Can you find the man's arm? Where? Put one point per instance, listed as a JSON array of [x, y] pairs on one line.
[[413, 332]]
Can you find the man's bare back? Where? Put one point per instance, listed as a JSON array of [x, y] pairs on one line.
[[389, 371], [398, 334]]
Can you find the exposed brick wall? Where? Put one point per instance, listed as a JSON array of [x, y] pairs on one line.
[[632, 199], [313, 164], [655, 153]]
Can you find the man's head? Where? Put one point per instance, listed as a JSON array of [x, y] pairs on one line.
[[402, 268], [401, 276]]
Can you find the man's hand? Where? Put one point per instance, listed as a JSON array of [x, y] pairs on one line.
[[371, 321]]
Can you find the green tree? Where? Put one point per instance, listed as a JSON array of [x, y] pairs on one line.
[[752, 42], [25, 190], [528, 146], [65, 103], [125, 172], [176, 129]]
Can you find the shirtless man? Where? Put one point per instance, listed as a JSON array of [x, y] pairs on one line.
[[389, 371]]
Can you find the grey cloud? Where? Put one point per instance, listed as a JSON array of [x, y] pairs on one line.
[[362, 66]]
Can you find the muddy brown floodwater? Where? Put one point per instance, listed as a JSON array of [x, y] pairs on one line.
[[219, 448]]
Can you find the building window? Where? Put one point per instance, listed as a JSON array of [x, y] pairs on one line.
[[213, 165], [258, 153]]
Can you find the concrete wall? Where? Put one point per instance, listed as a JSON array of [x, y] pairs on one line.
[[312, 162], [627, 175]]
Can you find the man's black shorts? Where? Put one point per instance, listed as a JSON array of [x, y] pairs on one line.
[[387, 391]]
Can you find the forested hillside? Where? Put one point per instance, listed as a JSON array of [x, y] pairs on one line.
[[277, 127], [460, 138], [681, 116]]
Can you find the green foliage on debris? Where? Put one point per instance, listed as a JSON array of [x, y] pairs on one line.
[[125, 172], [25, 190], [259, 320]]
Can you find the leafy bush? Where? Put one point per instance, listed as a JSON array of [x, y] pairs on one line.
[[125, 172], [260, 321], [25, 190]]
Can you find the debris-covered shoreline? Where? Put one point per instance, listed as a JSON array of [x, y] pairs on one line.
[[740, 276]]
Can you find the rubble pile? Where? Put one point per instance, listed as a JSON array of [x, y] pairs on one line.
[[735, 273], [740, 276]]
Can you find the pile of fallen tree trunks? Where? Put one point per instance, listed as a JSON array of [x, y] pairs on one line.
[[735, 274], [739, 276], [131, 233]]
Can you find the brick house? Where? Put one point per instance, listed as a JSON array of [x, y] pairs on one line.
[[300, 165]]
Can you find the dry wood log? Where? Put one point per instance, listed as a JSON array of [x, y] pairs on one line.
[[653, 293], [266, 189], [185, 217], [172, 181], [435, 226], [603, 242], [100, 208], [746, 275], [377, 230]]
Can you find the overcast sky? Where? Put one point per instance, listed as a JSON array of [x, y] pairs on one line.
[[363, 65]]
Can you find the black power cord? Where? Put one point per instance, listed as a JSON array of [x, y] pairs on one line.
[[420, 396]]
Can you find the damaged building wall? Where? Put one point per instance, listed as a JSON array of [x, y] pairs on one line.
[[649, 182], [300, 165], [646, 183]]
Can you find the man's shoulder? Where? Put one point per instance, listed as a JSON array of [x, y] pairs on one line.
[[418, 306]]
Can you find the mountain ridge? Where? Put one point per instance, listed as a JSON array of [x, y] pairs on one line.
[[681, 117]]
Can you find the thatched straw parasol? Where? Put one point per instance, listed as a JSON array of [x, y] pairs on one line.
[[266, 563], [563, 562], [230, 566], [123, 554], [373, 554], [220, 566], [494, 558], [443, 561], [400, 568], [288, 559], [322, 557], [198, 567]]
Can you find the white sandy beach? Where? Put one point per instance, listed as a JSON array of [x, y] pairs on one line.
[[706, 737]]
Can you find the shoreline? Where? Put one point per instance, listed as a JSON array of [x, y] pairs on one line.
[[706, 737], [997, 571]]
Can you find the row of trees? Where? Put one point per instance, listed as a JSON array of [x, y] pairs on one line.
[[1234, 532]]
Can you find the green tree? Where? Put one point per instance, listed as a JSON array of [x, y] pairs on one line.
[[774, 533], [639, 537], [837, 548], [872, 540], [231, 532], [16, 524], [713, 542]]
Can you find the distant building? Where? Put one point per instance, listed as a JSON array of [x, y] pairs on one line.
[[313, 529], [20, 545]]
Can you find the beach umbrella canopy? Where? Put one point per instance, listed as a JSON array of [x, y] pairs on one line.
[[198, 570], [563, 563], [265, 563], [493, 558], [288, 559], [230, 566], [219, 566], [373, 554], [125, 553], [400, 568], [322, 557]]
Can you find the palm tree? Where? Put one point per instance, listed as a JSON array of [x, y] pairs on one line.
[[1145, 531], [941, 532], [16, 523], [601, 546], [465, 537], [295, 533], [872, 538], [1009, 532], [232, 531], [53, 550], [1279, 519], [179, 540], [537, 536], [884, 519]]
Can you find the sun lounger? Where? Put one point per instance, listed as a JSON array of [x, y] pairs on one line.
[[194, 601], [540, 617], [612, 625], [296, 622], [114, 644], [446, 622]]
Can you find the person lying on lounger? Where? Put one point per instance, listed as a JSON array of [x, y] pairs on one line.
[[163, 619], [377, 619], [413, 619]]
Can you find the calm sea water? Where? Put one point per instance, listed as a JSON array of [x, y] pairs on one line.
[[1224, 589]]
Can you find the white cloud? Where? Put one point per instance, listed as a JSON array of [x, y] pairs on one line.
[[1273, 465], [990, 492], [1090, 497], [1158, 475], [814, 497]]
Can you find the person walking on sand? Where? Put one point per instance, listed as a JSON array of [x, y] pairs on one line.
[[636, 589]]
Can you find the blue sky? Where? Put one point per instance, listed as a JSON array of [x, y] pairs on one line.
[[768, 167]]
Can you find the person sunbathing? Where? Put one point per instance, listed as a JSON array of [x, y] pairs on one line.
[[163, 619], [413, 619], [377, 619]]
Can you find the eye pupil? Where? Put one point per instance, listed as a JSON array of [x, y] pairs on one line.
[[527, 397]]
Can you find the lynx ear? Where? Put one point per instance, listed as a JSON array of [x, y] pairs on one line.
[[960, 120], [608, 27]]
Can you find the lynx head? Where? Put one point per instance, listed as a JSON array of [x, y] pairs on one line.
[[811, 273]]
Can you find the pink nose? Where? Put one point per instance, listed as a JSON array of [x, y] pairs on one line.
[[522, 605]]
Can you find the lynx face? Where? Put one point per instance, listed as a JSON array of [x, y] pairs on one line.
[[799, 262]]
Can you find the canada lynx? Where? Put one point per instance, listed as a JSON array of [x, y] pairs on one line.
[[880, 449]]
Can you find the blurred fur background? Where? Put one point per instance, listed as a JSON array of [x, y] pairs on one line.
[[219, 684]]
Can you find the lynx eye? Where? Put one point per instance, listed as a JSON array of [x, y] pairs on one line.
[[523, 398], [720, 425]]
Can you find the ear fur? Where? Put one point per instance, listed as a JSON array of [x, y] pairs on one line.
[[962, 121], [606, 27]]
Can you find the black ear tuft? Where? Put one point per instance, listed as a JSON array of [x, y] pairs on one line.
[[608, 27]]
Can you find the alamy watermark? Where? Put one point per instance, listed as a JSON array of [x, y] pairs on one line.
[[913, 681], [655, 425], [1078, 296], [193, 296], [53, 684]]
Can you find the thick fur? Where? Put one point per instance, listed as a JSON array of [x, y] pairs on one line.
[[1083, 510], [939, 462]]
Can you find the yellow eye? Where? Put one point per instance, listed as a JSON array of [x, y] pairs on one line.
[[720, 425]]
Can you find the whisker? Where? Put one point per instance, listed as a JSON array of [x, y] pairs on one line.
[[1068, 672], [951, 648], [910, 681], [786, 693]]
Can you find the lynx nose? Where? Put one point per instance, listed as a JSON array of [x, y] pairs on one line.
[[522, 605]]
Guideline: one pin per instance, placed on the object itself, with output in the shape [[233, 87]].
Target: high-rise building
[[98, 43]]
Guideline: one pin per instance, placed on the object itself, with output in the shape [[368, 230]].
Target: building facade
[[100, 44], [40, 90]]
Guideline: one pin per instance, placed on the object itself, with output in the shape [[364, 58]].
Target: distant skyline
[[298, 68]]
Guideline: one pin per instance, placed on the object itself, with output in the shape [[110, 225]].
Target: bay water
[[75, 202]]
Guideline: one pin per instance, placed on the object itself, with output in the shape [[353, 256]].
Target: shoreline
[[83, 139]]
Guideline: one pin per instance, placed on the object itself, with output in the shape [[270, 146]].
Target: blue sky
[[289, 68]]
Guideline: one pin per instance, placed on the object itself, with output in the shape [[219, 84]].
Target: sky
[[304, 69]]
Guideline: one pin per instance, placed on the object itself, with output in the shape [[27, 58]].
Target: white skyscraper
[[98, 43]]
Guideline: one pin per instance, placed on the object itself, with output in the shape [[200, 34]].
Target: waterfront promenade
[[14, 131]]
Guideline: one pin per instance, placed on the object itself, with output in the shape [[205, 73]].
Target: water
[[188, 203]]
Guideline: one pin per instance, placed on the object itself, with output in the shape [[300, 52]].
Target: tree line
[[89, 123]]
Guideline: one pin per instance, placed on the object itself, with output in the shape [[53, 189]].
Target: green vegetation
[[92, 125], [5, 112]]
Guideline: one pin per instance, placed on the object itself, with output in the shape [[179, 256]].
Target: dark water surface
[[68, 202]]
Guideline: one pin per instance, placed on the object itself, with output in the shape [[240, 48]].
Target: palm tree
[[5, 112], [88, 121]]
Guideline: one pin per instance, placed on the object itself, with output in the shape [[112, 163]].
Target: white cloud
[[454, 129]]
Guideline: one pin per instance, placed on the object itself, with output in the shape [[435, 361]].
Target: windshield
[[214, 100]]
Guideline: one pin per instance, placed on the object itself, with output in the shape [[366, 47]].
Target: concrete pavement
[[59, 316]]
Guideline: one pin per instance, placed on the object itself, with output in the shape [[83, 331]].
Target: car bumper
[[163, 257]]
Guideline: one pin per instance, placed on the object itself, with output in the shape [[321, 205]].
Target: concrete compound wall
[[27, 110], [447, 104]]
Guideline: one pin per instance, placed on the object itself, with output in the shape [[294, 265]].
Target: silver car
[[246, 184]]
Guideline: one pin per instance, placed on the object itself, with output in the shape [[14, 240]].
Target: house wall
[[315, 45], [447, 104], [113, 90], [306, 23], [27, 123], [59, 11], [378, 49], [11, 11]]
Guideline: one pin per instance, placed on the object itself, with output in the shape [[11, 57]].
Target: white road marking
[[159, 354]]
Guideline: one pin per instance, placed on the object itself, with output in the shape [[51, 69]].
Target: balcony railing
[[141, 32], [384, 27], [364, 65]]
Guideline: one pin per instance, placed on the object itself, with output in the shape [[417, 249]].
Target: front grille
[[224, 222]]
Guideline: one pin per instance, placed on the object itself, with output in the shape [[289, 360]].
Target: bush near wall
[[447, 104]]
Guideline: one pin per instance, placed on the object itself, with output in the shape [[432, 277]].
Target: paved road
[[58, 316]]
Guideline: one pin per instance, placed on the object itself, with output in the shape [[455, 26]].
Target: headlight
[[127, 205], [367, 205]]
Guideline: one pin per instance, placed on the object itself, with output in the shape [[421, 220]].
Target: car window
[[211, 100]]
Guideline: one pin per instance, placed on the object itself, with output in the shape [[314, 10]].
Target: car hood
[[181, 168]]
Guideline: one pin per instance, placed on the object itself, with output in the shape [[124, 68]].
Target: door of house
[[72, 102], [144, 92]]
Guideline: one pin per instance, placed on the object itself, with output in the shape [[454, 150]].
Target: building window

# # #

▶ _Task brief_
Can you rewrite the listing above as a JSON list of strings, one string per line and blank lines skipped, starting at the line that contains "shape [[14, 240]]." and ending at the line that contains "[[224, 222]]"?

▶ _Full response_
[
  "Guideline: one pin per instance, placed on the object itself, with output in the shape [[14, 240]].",
  "Target: house wall",
  "[[315, 45], [447, 104], [113, 90], [306, 23], [27, 123], [59, 11], [378, 49], [11, 11]]",
  "Guideline: one pin per instance, placed on the object itself, with output in the shape [[11, 57]].",
  "Target: white road marking",
  "[[159, 354]]",
  "Guideline: one pin per instance, placed on the object itself, with output in the shape [[51, 69]].",
  "Target: balcony railing",
  "[[141, 32], [384, 27], [364, 65]]",
  "Guideline: one pin per instance, placed on the object itself, with output in the shape [[417, 249]].",
  "Target: front grille",
  "[[224, 222]]"
]